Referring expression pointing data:
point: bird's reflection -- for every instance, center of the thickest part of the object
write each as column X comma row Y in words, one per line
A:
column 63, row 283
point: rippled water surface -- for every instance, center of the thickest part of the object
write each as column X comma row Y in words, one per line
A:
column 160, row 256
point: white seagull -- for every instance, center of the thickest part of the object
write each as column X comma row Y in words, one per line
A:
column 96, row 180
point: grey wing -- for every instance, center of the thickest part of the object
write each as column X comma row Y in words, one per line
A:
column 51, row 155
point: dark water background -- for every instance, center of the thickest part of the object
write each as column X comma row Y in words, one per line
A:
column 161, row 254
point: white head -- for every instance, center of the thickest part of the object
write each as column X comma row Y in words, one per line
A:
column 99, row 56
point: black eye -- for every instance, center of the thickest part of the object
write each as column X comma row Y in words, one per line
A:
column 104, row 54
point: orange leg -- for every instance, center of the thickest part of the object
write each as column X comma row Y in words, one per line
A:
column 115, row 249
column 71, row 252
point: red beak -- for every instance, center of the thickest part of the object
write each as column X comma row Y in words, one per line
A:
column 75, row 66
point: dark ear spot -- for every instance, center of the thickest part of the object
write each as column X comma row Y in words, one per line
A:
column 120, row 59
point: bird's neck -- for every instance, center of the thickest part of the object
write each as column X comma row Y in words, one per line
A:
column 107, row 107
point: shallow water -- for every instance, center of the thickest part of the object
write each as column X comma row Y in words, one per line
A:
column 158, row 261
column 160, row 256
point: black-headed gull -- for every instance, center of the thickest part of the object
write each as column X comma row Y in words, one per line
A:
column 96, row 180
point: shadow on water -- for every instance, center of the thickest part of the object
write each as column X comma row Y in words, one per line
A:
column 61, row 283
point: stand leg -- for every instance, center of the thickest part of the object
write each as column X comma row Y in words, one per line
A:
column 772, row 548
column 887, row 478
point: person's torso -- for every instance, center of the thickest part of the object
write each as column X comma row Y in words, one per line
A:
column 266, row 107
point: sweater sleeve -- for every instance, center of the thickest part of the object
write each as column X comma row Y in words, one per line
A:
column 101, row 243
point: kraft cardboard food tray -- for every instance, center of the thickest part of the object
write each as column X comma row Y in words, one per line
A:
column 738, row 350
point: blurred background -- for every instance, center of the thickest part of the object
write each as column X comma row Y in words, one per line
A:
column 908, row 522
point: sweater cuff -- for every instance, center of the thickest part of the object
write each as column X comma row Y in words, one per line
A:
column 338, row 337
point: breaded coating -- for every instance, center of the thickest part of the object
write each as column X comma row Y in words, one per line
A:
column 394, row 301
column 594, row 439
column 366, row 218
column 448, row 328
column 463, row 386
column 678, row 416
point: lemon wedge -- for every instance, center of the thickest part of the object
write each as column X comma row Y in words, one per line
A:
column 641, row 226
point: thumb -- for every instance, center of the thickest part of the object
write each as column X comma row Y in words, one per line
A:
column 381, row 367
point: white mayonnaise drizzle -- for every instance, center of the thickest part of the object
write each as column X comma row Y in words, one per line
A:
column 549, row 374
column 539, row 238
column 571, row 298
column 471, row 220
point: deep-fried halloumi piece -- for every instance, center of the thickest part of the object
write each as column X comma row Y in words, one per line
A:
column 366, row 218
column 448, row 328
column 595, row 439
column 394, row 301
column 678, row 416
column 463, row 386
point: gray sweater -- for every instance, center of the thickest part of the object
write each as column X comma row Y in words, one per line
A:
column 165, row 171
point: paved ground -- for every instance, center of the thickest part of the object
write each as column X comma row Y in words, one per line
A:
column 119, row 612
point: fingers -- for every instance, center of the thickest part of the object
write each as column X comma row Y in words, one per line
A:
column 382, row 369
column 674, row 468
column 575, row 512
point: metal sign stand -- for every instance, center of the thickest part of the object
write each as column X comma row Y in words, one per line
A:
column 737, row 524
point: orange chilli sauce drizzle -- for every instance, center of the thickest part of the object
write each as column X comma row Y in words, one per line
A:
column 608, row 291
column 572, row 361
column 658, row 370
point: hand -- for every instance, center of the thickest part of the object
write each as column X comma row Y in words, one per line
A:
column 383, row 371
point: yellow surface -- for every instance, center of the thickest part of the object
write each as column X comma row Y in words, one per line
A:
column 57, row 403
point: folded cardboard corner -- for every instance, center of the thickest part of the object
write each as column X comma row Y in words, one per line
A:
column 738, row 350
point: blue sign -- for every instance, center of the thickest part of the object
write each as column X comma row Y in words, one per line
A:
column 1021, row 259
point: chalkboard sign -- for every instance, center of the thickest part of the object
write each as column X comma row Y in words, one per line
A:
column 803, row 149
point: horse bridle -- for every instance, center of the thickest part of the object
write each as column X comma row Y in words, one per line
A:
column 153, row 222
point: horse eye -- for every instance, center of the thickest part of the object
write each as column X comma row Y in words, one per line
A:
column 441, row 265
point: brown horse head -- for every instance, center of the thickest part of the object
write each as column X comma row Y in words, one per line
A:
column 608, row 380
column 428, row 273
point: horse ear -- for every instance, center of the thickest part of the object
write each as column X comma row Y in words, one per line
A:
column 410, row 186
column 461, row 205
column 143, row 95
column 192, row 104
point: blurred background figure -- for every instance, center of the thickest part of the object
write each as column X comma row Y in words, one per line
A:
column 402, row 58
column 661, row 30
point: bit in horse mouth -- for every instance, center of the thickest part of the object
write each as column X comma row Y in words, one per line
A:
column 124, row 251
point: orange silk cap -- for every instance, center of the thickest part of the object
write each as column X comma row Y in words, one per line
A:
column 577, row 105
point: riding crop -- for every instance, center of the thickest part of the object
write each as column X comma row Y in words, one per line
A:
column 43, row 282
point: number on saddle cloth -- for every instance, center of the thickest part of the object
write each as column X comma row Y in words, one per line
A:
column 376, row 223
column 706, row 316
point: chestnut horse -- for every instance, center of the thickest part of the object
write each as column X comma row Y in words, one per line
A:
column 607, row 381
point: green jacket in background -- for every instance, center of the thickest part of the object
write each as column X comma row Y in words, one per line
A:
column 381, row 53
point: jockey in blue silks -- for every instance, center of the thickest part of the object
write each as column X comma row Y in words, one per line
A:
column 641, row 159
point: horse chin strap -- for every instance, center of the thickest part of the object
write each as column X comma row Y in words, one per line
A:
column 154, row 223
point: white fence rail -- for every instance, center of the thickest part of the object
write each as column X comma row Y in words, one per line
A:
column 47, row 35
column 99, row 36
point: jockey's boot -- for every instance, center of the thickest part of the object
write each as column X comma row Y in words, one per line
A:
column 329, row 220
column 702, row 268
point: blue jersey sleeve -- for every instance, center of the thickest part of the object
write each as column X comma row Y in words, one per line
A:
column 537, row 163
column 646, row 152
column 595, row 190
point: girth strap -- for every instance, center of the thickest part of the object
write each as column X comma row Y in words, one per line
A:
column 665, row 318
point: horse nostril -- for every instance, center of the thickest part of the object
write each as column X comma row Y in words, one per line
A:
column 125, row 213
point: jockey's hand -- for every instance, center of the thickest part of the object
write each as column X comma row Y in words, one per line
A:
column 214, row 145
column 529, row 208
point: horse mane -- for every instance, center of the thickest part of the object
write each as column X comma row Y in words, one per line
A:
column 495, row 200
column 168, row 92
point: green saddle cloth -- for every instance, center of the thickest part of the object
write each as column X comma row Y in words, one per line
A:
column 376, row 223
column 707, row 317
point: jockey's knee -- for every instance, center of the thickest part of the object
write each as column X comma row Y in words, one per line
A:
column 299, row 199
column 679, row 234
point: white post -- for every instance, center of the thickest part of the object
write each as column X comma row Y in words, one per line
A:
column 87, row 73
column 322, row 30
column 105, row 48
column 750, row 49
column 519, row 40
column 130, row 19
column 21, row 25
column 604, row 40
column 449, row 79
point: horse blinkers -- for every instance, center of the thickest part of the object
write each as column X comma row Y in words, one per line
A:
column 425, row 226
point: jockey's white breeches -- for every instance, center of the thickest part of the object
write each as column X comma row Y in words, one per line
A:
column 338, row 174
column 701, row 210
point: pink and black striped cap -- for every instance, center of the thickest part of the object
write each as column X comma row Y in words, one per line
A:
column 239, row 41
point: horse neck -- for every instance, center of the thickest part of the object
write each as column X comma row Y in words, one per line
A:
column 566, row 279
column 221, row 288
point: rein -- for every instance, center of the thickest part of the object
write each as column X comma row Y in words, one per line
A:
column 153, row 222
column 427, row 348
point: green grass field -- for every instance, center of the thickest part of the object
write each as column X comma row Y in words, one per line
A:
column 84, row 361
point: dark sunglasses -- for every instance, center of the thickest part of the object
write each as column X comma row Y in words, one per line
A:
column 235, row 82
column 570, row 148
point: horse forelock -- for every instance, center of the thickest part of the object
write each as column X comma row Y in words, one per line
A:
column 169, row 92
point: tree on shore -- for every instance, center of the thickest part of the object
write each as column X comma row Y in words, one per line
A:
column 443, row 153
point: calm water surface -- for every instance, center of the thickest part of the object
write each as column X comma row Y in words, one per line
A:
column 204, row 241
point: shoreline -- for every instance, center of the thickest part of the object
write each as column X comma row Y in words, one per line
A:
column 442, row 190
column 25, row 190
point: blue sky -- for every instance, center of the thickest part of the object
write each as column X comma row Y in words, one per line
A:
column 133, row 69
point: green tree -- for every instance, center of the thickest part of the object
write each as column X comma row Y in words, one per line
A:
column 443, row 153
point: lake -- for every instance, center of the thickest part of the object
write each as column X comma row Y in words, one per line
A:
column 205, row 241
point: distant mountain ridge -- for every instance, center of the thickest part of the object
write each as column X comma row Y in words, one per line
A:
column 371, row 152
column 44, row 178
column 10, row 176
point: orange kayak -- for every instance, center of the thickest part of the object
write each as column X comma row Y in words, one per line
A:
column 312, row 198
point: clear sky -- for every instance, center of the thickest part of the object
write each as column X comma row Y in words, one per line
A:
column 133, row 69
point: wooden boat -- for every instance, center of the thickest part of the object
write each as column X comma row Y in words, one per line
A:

▶ **ASSIGNMENT**
Go through the entries above and tally each line that has the word "dark"; reply with the tally and nothing else.

▶ **ANSWER FOR THIS EXERCISE**
3